Compito 1 » Secondo il brano sul bipolarismo italiano, quali due partiti sono nati per consolidare il bipolarismo e dargli un orizzonte permanente?
Compito 2 » Ricopi fedelmente dal brano sul bipolarismo italiano il passo che comincia con "Ecco perché è" e prosegue fino a "di centrodestra e centrosinistra.".
*** Estratto della pagina
Facile a dirsi, molto meno a farsi, perché in questo lungo tormento, insieme alla politica è cambiata anche la società italiana, e non in meglio.
Proviamo ad analizzare i passaggi più nel dettaglio:
Dopo tangentopoli è servita la discesa in campo di un “uomo nuovo” come Silvio Berlusconi, che attorno a se ha facilitato la costruzione del bipolarismo tra centrodestra e centrosinistra. Questo processo ha dato stabilità istituzionale e semplificazione elettorale, perché ha accellerato l’evoluzione della destra già in atto e abbattuto la cultura dell’arco costituzionale, egemone a sinistra dopo l’uscita di scena del riformismo craxiano.
Ma si sa che se una persona può innescare un processo politico, ogni processo politico non può legare la sua sopravvivenza al destino di una persona.
Ecco perché è sorta l’esigenza di far nascere il Popolo della Libertà ed il Partito Democratico: per consolidare e dare un orizzonte permanente al bipolarismo. L’esperimento però non è riuscito, perché si è puntato tutto sui contenitori e non sui contenuti, pensando che gli elettori nelle urne e non le elaborazioni culturali potessero decretare confini e profili di centrodestra e centrosinistra.
Da qui le fusioni a freddo e le liquidazioni di intere comunità politiche, in nome della vittoria elettorale, a tutto discapito della capacità di governare.
La partita per dare contenuti agli schieramenti si è spostata tutta dentro i due grandi partiti, senza più la mediazione tra soggetti alleati. Il tutto senza alcuna riforma istituzionale adatta ad un sistema poggiato sul bipartitismo.
Ne è nato un cortocircuito che, ha strozzato sul nascere ogni esperimento di dare contenuti ai contenitori, diversi dalla sommatoria dei soggetti fondatori.
Al netto degli aspetti personali, o personalistici, fate voi: sono queste le cause per cui sono naufragate miseramente le suggestioni di Gianfranco Fini e Matteo Renzi. Il primo per fare del Pdl una destra europea, liberale in economia, aperta ai diritti civili e conservatrice sui valori sociali e nazionali. Il secondo per un Partito Democratico riformista e non massimalista.
******
*** Estratti dei dati
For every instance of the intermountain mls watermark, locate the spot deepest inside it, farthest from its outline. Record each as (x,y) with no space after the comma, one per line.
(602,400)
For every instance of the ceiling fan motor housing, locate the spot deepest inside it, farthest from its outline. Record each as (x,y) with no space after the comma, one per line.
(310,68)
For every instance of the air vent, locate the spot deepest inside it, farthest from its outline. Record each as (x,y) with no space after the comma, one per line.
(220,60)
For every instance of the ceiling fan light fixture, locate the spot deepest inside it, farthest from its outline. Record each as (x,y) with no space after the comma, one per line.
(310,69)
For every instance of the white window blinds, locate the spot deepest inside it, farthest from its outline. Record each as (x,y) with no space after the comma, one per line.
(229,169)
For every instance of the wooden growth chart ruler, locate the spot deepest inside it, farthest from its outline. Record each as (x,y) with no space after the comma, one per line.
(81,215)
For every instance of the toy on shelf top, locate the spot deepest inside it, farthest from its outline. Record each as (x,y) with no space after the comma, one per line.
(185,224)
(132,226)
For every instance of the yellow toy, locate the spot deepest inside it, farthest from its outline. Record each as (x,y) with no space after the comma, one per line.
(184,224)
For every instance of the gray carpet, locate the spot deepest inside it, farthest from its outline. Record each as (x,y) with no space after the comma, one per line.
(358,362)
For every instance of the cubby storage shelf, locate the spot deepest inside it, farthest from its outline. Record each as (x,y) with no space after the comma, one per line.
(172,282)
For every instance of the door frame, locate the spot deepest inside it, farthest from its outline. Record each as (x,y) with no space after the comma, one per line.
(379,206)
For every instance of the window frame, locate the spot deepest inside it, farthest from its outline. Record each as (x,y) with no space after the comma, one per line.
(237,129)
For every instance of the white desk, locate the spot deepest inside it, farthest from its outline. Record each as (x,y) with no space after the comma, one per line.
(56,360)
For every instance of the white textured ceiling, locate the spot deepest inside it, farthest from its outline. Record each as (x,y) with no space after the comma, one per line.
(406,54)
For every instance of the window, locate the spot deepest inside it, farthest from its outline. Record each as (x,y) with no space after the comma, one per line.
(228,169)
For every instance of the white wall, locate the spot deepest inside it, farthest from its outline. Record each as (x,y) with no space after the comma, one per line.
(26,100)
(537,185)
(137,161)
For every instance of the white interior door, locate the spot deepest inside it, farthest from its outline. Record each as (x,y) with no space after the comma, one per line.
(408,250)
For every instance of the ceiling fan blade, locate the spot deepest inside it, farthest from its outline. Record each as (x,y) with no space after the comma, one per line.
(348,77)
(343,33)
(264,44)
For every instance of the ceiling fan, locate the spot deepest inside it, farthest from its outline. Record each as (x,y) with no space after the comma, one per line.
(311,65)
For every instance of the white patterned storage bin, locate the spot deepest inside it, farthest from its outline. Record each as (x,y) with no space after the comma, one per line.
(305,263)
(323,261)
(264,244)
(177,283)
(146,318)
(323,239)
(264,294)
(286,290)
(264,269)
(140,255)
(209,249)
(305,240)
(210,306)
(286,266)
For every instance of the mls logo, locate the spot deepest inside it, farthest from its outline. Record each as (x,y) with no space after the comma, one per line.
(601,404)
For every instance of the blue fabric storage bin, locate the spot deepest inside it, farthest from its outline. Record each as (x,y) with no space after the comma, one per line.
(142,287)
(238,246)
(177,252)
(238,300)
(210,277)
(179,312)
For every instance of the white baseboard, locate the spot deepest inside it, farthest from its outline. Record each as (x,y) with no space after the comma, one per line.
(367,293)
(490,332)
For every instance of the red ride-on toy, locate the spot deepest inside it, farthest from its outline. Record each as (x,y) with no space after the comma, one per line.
******
Risposta finale 1 » Il Popolo della Libertà e il Partito Democratico.

Risposta finale 2 »
Ecco perché è sorta l’esigenza di far nascere il Popolo della Libertà ed il Partito Democratico: per consolidare e dare un orizzonte permanente al bipolarismo. L’esperimento però non è riuscito, perché si è puntato tutto sui contenitori e non sui contenuti, pensando che gli elettori nelle urne e non le elaborazioni culturali potessero decretare confini e profili di centrodestra e centrosinistra.